START Dataset records
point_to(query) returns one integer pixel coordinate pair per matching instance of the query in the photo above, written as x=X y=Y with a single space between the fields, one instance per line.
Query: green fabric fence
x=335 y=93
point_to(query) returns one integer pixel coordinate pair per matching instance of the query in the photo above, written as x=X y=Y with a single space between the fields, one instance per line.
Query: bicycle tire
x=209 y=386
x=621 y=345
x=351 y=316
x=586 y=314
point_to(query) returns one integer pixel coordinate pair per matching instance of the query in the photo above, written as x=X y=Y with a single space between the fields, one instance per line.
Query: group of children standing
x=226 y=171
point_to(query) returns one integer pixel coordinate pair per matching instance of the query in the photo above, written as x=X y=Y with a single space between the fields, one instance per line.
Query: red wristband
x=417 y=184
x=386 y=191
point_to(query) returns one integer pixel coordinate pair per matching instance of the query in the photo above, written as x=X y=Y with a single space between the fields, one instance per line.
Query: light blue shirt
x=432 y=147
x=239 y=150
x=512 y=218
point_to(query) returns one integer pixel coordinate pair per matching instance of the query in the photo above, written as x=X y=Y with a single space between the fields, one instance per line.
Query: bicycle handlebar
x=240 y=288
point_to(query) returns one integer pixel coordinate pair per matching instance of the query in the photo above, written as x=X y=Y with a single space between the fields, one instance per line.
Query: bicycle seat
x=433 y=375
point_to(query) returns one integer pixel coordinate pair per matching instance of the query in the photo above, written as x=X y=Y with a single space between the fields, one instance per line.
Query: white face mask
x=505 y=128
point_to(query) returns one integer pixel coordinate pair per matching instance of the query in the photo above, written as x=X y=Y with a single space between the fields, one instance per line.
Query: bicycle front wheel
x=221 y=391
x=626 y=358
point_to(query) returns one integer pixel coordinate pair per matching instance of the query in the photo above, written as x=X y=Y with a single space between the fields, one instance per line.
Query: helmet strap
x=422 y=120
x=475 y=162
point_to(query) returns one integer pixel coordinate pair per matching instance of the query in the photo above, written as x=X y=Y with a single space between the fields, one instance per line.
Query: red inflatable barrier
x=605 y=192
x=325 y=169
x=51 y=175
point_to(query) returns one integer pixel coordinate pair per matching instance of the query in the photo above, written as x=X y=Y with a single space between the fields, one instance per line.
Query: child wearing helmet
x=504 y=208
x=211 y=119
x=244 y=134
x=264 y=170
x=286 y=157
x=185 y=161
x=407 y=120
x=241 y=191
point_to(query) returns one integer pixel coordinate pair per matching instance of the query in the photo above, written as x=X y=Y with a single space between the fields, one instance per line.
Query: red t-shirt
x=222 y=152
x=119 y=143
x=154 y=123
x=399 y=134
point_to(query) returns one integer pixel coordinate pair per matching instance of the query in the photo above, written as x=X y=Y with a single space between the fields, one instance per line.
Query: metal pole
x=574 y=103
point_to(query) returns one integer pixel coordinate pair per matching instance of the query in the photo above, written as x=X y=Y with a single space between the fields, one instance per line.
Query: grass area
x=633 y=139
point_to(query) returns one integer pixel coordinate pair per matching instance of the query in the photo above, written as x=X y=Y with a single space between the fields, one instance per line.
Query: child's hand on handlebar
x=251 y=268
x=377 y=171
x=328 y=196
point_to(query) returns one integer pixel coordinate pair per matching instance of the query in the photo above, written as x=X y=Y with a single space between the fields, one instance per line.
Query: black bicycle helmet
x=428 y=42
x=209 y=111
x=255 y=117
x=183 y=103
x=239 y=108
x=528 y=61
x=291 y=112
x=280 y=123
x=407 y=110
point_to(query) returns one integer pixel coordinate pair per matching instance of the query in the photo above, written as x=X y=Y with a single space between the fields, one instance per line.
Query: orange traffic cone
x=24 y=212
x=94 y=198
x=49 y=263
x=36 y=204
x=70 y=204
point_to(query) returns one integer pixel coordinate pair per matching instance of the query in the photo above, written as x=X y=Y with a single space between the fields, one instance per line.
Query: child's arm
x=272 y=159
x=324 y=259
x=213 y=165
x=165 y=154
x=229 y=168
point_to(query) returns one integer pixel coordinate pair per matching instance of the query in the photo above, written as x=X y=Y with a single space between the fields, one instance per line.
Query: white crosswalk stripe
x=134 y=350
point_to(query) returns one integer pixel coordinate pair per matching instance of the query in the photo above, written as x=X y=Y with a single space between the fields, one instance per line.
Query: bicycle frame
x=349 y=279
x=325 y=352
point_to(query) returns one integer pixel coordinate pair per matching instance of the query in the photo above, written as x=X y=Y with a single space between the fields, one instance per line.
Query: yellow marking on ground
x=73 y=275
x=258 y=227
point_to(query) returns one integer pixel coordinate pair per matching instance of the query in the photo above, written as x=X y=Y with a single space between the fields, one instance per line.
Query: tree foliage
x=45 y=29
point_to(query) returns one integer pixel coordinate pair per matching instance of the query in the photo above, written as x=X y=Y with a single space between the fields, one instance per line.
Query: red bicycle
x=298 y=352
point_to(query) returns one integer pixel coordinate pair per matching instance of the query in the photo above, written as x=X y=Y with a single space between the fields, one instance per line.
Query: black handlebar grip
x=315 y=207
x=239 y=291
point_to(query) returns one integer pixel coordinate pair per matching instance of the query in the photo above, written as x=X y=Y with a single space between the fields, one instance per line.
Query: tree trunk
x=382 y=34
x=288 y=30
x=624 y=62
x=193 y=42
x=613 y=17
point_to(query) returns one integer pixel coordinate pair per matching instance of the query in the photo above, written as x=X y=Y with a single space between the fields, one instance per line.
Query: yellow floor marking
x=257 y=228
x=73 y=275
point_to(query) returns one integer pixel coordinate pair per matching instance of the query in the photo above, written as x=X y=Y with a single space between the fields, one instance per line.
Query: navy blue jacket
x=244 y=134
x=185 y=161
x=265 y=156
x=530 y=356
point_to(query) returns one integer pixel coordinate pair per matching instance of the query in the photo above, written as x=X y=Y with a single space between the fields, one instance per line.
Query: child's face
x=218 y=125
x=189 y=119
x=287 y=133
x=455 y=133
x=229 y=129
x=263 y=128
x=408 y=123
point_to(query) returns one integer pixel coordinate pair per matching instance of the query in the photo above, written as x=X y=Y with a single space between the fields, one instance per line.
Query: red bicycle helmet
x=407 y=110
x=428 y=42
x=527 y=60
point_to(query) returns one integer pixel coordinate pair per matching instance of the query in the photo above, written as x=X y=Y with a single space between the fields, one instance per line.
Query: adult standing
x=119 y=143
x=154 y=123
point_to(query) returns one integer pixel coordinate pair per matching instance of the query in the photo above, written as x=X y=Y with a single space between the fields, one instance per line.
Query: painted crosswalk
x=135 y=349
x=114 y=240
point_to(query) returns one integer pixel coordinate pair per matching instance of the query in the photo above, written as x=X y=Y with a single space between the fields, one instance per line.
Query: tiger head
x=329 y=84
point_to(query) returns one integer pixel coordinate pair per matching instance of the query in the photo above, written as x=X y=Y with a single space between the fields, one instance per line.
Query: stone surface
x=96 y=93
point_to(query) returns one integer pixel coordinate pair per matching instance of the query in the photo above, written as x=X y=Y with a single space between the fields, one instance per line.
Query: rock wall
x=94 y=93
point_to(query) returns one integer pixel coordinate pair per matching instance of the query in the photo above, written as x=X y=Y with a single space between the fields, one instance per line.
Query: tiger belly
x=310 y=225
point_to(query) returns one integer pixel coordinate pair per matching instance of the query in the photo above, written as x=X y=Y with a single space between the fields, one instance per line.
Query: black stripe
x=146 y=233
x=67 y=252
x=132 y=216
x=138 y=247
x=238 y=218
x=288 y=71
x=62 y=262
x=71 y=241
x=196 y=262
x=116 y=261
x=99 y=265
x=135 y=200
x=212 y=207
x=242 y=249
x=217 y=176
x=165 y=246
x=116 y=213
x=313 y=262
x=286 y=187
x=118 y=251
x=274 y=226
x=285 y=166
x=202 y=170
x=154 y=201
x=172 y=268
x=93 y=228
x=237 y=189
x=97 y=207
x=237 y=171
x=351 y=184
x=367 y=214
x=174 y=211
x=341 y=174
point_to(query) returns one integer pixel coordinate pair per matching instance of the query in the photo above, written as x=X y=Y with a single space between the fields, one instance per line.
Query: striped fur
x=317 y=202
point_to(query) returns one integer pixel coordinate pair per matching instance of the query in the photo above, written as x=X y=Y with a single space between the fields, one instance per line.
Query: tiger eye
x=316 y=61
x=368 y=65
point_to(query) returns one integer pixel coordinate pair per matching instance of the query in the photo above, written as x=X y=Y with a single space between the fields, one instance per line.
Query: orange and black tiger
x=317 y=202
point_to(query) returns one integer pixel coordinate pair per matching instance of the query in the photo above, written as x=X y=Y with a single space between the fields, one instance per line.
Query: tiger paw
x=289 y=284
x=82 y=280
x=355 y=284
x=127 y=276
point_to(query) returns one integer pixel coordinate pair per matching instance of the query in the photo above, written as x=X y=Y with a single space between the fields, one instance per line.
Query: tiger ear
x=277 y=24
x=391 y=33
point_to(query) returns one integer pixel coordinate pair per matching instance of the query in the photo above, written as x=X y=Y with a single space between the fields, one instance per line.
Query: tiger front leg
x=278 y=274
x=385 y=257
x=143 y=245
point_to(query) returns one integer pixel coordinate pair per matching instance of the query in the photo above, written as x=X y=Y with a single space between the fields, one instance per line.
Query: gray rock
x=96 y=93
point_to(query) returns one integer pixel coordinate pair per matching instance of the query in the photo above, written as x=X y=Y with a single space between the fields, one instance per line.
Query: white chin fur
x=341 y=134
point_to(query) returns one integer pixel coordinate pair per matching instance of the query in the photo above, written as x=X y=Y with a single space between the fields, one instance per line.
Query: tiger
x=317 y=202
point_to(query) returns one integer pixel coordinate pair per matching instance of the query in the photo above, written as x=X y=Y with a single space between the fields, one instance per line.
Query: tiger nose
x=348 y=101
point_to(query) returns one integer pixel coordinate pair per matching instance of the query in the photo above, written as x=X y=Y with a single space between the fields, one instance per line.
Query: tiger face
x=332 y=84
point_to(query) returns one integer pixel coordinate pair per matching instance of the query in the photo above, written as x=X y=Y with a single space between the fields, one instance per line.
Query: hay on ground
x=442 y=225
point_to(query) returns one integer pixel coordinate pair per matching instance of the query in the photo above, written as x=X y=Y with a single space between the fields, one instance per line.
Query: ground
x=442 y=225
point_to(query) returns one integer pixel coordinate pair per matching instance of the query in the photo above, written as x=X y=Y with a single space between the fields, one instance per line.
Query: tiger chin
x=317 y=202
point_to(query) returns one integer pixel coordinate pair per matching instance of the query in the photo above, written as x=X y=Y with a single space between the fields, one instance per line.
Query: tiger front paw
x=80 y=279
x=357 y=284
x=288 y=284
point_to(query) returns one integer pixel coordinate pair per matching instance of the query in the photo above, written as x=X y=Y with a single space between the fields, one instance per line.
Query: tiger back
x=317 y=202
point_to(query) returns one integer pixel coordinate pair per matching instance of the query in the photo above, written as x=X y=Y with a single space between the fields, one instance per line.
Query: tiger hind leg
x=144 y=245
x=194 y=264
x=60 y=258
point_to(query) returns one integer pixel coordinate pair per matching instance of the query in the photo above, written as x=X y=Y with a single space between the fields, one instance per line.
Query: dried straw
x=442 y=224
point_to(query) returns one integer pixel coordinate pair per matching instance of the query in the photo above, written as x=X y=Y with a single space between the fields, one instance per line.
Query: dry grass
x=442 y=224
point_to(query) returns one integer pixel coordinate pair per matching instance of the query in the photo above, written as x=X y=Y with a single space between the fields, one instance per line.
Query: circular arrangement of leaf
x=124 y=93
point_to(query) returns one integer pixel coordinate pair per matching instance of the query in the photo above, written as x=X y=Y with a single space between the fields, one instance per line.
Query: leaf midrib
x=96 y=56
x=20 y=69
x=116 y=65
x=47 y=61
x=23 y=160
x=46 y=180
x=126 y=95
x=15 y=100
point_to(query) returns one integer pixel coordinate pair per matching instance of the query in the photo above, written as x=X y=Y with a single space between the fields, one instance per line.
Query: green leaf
END Dataset records
- _What you are asked to do_
Each line from the one containing "Query: circular arrangement of leaf" down to the last line of the material above is to be transcribed exactly, with nothing else included.

- _Answer to this exercise_
Query: circular arrangement of leaf
x=124 y=93
point_to(query) returns one integer pixel coordinate pair per matching instance of the query in the photo above, written as x=X y=Y with a single space between the fields, one instance per line.
Query: leaf midrib
x=96 y=56
x=20 y=69
x=116 y=65
x=47 y=61
x=23 y=160
x=46 y=180
x=126 y=95
x=15 y=100
point_to(query) returns one integer pixel coordinate pair per matching instance of the query in the photo above, written as x=X y=Y with a single space between the fields, one instance per line.
Query: green leaf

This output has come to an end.